begin

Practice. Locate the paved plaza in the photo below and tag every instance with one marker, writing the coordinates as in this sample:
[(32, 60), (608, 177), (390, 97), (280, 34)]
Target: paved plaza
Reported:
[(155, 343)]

end

• [WRITTEN PROBLEM]: Write out the whole listing above again, requests included, and shift every coordinate in the reported answers by adding 63 to each number.

• [THE OUTPUT]:
Practice. Locate the paved plaza in the photo below and tag every instance with one marker, writing the coordinates as in this sample:
[(32, 60), (608, 177), (390, 97), (280, 34)]
Target: paved plaza
Reported:
[(218, 406)]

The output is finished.